• **Texte fourni**:
▬▬▬

Parlant de l’empoissonnement, « des centaines de mares ont été empoissonnées entre 2011 à ce jour », déclare le directeur. Cela, dit-il, a permis de rehausser significativement la production nationale. En effet, « une mare qui produit 50 Kg à l’hectare à l’état naturel peut bien produire 400 Kg à l’hectare après empoissonnement », explique le technicien.

A titre indicatif au premier semestre 2022, 38 mares ont été empoissonnées dont celle de Abanda Goungou (commune rurale de Ndounga) qui a bénéficié récemment de l’opération sur financement de l’Etat. A l’en croire, dans ce second semestre de l’année qui est la période propice à l’empoissonnement, d’après les techniciens des eaux et forets,  plusieurs autres mares sont programmées par le gouvernement. 

Les principaux partenaires sont entre autres, le Projet de Renforcement de la Résilience à l’Insécurité Alimentaire et Nutritionnelle au Sahel (P2RS), le Projet de Renforcement de la Résilience à l’Insécurité Alimentaire au Niger (PRRIA), le Programme Alimentaire Mondial (PAM), la FAO, l’Agence du Barrage de Kandadji, le Projet d’Appui à l’Autonomisation Economiques des Réfugiés et des Communautés d’Accueil, et la TIKA (coopération turque). L’on note aussi beaucoup d’autres partenaires techniques et financiers et des privés qui interviennent dans le développement des chaines des valeurs de la pêche et de l’aquaculture.

▬▬▬

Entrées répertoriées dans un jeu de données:
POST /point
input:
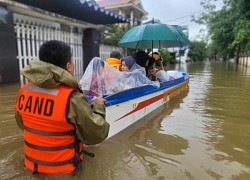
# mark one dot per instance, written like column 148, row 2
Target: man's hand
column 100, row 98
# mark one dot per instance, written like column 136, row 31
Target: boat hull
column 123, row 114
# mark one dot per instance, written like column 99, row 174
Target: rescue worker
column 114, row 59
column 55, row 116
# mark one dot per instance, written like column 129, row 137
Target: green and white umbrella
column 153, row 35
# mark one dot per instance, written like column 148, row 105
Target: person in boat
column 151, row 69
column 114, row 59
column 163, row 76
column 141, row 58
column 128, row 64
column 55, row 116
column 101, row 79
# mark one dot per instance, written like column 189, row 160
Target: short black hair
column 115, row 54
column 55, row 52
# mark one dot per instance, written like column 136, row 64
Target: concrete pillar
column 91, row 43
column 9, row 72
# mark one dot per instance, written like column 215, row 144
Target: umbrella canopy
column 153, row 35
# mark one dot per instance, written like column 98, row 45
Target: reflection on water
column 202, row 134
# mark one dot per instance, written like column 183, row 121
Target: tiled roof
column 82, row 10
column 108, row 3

▬▬▬

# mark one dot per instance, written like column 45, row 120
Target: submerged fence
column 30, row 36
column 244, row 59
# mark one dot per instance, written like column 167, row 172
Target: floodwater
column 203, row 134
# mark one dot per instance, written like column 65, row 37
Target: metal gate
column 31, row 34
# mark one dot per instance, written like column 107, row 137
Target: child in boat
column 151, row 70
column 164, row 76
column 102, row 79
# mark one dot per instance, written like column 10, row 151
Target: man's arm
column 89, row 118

▬▬▬

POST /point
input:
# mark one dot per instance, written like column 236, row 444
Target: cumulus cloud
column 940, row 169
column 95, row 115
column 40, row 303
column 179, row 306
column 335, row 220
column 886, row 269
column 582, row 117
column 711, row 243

▬▬▬

• **Consigne**: Extrayez du texte sur l'empoissonnement des mares le passage qui va de « A titre indicatif » jusqu'à « par le gouvernement. ».

• **Corrigé**:
A titre indicatif au premier semestre 2022, 38 mares ont été empoissonnées dont celle de Abanda Goungou (commune rurale de Ndounga) qui a bénéficié récemment de l’opération sur financement de l’Etat. A l’en croire, dans ce second semestre de l’année qui est la période propice à l’empoissonnement, d’après les techniciens des eaux et forets,  plusieurs autres mares sont programmées par le gouvernement.